Short exercise: Copy everything from the start of the items down to and including the line that contains "[(673, 569), (1107, 591), (379, 572), (1172, 583), (231, 572)]", with every line of text kept. Scale the point coordinates in the answers by 0.35, rounding to whole numbers with halves going up, and leave the pictures out.

Material to process:
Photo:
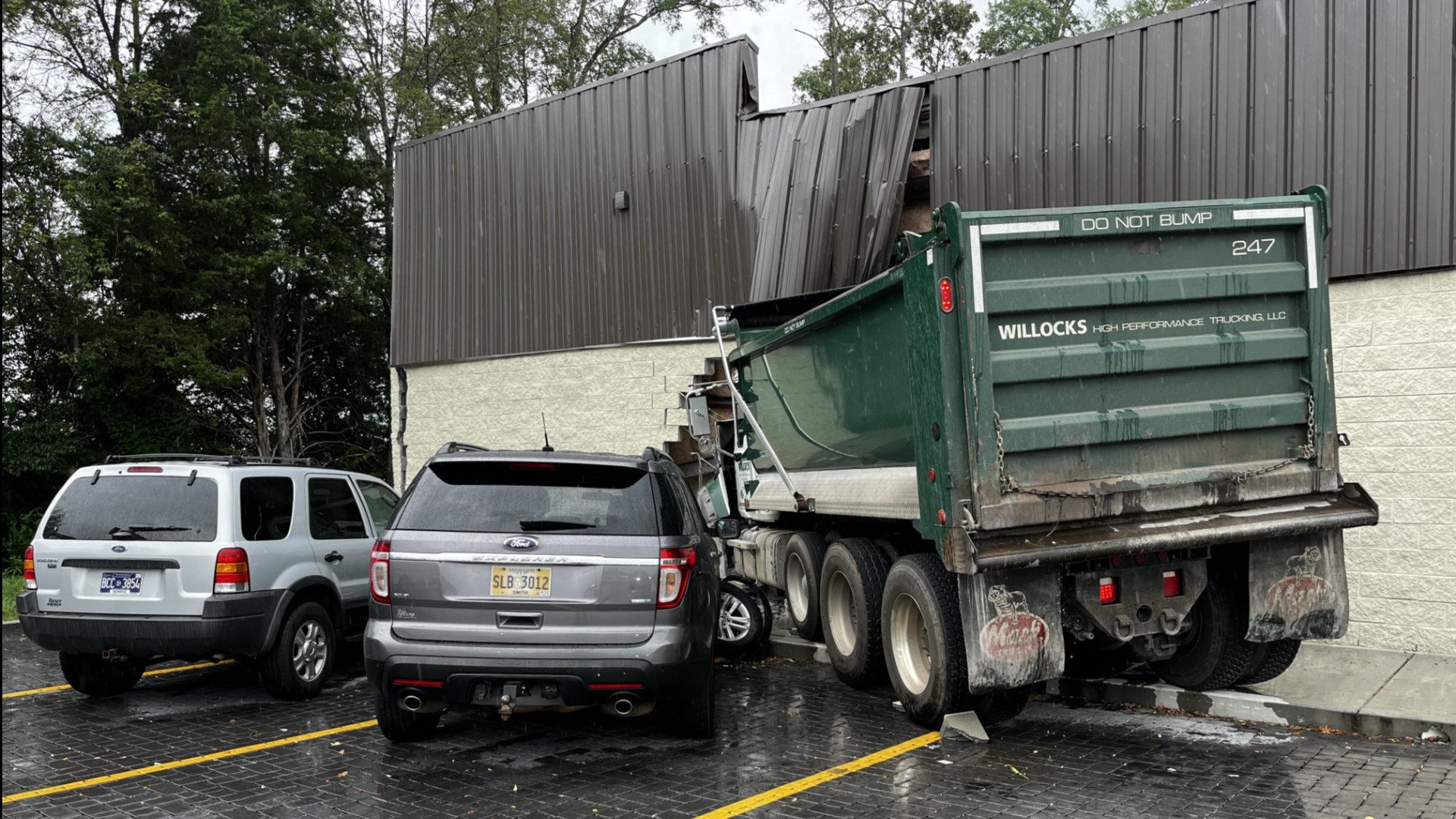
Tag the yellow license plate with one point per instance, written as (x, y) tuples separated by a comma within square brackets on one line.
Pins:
[(511, 582)]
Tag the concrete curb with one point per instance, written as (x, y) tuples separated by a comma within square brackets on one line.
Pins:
[(1241, 706)]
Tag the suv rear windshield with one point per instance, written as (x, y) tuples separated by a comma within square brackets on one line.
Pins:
[(465, 496), (136, 509)]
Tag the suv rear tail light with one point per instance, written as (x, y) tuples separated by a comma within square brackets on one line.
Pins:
[(379, 572), (672, 575), (231, 573), (1107, 592)]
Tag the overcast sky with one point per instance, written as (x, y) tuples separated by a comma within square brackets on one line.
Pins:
[(783, 52)]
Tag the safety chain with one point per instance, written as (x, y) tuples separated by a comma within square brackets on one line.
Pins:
[(1307, 452)]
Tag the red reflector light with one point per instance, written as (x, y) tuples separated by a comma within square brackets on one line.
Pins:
[(673, 569), (1107, 591), (379, 572), (1172, 583), (231, 572)]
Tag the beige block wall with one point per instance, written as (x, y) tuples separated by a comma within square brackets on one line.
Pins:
[(1395, 363), (599, 400), (1395, 395)]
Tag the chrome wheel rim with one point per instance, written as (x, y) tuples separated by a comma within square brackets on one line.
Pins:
[(910, 645), (310, 651), (839, 611), (797, 583), (734, 620)]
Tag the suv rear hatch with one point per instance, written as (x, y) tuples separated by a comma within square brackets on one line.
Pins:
[(523, 551), (130, 541)]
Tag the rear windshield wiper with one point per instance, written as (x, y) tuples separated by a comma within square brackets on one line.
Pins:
[(136, 529), (545, 525)]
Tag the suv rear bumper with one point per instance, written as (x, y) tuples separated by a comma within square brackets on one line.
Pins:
[(579, 681), (234, 624)]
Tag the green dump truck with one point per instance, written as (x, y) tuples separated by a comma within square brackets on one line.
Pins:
[(1076, 435)]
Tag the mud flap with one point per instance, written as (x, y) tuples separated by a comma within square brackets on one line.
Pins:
[(1012, 624), (1298, 588)]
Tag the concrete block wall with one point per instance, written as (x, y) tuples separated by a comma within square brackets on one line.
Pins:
[(599, 400), (1395, 395)]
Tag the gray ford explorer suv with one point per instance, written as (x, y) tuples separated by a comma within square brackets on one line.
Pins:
[(158, 557), (533, 580)]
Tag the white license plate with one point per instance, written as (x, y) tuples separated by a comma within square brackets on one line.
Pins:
[(511, 582), (120, 582)]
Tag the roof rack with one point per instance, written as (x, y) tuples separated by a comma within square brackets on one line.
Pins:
[(220, 460), (459, 447)]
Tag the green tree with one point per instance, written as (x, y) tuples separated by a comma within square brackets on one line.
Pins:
[(871, 42)]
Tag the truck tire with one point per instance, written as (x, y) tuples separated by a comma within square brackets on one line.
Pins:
[(1270, 661), (1215, 653), (742, 623), (400, 725), (925, 646), (854, 583), (98, 676), (802, 567), (303, 654)]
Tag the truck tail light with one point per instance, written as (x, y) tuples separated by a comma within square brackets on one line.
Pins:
[(1107, 591), (672, 575), (379, 572), (231, 573)]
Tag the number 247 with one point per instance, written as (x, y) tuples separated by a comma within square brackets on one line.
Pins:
[(1242, 248)]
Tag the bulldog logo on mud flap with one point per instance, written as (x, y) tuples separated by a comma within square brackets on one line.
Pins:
[(1014, 634), (1302, 591)]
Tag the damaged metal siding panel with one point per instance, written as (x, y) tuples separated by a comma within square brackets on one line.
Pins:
[(1244, 98), (507, 240), (826, 188)]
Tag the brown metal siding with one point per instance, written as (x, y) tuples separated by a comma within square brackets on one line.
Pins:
[(506, 234), (826, 186), (1234, 99)]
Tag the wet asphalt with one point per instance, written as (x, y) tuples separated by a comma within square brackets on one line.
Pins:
[(778, 722)]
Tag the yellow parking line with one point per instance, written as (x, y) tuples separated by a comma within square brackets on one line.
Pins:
[(161, 767), (797, 786), (55, 689)]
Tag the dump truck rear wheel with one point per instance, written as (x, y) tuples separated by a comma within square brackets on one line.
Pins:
[(854, 583), (802, 567), (1215, 653), (924, 643), (1270, 661)]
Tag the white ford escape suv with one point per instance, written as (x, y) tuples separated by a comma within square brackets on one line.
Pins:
[(158, 557)]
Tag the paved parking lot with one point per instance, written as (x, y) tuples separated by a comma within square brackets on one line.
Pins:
[(783, 729)]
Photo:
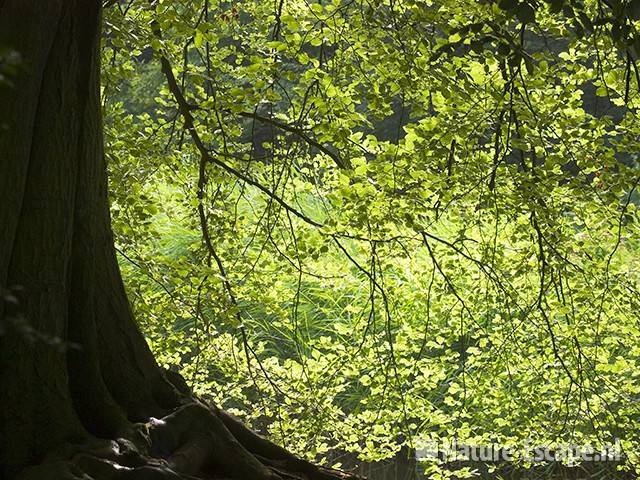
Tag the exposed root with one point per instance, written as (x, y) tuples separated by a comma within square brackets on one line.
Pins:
[(193, 442)]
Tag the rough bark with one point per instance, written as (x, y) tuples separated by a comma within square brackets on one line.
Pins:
[(81, 395)]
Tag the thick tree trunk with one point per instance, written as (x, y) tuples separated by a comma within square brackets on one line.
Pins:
[(74, 367), (56, 251)]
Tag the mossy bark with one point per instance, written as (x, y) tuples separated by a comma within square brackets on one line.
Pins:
[(80, 392)]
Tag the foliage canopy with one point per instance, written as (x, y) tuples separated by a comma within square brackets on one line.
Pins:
[(360, 223)]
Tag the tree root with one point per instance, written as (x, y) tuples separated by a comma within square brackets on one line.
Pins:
[(193, 442)]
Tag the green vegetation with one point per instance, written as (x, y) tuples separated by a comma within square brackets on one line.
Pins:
[(359, 224)]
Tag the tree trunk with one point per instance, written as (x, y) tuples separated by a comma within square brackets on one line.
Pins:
[(74, 367)]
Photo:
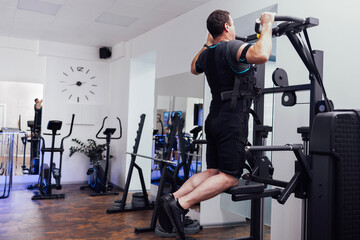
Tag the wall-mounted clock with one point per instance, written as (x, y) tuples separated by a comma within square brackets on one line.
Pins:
[(78, 84)]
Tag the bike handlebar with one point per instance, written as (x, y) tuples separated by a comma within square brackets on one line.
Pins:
[(102, 126)]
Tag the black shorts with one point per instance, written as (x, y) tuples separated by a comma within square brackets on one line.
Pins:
[(226, 137)]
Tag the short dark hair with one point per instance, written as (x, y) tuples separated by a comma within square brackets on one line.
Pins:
[(216, 21)]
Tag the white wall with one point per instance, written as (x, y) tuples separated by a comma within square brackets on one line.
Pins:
[(89, 112), (119, 101)]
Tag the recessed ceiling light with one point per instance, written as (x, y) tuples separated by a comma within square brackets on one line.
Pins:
[(119, 20), (39, 6)]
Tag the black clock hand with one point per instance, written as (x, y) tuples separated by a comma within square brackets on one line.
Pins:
[(78, 83)]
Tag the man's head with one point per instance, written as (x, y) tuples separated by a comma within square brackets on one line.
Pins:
[(220, 21)]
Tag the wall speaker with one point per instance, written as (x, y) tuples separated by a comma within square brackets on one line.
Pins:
[(104, 53)]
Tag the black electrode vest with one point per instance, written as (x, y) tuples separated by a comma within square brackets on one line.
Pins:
[(232, 91)]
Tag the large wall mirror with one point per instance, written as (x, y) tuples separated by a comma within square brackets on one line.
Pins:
[(182, 94), (16, 110)]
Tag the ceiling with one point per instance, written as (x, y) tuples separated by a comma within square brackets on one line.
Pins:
[(95, 23)]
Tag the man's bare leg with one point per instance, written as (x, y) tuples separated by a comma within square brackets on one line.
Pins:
[(194, 182), (208, 188)]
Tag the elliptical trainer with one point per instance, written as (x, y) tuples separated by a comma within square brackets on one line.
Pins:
[(99, 182), (45, 186)]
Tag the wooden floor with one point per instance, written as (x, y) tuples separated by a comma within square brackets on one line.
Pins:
[(80, 216)]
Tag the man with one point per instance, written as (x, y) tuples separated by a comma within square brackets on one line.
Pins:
[(38, 113), (228, 66)]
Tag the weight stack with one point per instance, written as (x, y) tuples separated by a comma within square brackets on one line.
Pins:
[(334, 191)]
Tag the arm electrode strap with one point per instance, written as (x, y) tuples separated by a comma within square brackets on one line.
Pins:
[(243, 53)]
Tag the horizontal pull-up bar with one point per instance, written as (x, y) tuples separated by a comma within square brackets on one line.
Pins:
[(153, 158)]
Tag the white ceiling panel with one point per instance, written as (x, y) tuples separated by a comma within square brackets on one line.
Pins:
[(78, 21), (126, 9)]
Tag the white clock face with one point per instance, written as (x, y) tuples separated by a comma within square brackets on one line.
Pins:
[(78, 84)]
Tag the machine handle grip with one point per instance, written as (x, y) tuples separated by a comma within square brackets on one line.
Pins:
[(120, 129), (70, 132), (279, 19)]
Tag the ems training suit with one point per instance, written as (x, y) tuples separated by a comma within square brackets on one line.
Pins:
[(226, 126)]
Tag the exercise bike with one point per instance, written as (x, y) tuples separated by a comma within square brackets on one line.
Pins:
[(48, 171), (98, 177)]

The output:
Photo:
Tag the yellow license plate with one point per instance, written as (x, y) tuples separated by a comma within square brackets on one line.
Pins:
[(179, 204)]
Tag the concrete curb with one point per instance, written as (x, y) tuples separated by a comma within square brackets on one line.
Pins:
[(434, 247)]
Tag the suv rear windshield with one point per instance, written as (x, y) tuples separated by a comma within square brackets on one line.
Pins:
[(163, 174), (48, 178)]
Tag the suv rear tail light with one point per instance, written as (x, y) tuples separated by a comma within square brackets on one line.
Pins:
[(133, 200), (235, 201), (81, 201), (387, 207)]
Tag the overcast sky with one point per instance, written as (x, y) tuples separated by a comma within square brackets on one line.
Pins:
[(274, 18)]
Tag the safety chain with one point per instance, written as (x, y) tuples separated by a comma within square brackets on one line.
Pins:
[(457, 158)]
Tag the red reflector light with one point per instance, written as (x, y) tuples separated by a comma within square brackets on one line.
Pins:
[(236, 199), (387, 207), (133, 200), (410, 204), (81, 200)]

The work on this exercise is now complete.